Re: (2) Addressed there [8]
Re: (3) I noticed no discussion of these concrete words on the talk page (your posts are so wordy...). My apologies, if I was wrong.
Re: (4) WP has neither copyright nor authorship. If you support some text and re-introduce it, this text is your text.
Re: (5) Fully agree.
--Paul Siebert (talk) 04:02, 18 August 2009 (UTC)
Besides #(5), I don't think you directly addressed a single word I typed, including the rather basic and historically undisputed point of the clarification or the potential alternatives. In fact regarding the latter, humorously, you merely claimed "(your posts are so wordy...", while having just engaged in this prior incomprehensible textual dump. Mosedschurte (talk) 04:11, 18 August 2009 (UTC)
Similarly, I got no explanation why your wording (old wording re-introduced by you) is better than new one. With one exception: "launched its own invasion" is longer...--Paul Siebert (talk) 04:24, 18 August 2009 (UTC)

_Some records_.

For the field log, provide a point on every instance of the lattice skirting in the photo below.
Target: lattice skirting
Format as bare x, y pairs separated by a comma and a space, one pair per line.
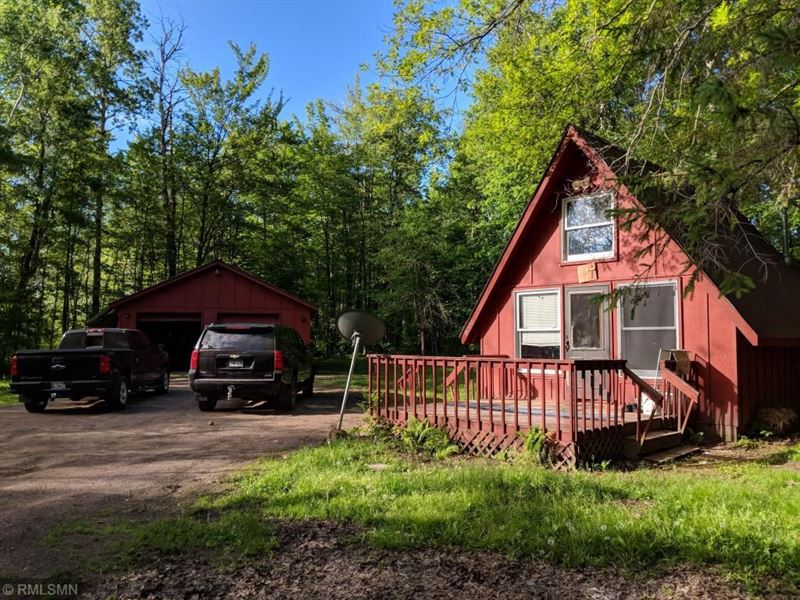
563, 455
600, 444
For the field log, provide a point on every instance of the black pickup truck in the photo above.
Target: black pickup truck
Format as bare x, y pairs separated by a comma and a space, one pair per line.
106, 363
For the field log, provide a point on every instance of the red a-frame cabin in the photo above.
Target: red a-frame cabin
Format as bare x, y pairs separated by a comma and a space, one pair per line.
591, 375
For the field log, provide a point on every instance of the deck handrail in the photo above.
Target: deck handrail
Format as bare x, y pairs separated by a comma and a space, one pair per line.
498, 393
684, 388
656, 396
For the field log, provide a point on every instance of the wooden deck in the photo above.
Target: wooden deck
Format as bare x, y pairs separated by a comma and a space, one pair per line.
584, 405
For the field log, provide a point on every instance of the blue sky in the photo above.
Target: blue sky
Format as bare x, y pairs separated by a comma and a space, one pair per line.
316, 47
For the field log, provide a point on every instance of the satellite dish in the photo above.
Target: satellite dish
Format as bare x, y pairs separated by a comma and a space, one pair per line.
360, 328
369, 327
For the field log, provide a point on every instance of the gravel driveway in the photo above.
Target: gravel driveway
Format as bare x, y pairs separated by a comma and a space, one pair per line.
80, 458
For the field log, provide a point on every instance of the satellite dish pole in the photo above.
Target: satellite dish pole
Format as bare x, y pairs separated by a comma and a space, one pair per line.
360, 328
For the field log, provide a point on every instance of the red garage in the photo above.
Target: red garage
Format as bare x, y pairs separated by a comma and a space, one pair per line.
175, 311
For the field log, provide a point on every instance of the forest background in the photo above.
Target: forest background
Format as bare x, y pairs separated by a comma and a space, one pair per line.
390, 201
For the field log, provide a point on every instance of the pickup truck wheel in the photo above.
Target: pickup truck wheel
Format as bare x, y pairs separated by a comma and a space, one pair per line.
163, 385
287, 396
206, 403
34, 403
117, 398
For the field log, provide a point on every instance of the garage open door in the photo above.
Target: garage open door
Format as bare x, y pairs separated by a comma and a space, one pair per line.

_Required task 1_. List every time and date stamp attached to a signature in the exchange.
_Required task 2_. Transcribe a passage of the exchange, beginning at the words "Re: (4) WP has" and stopping after "04:02, 18 August 2009 (UTC)".
_Required task 3_. In the exchange, which wording does Paul Siebert single out as the one exception, noting that it is longer?

_Task answer 1_.
04:02, 18 August 2009 (UTC)
04:11, 18 August 2009 (UTC)
04:24, 18 August 2009 (UTC)

_Task answer 2_.
Re: (4) WP has neither copyright nor authorship. If you support some text and re-introduce it, this text is your text.
Re: (5) Fully agree.
--Paul Siebert (talk) 04:02, 18 August 2009 (UTC)

_Task answer 3_. "launched its own invasion"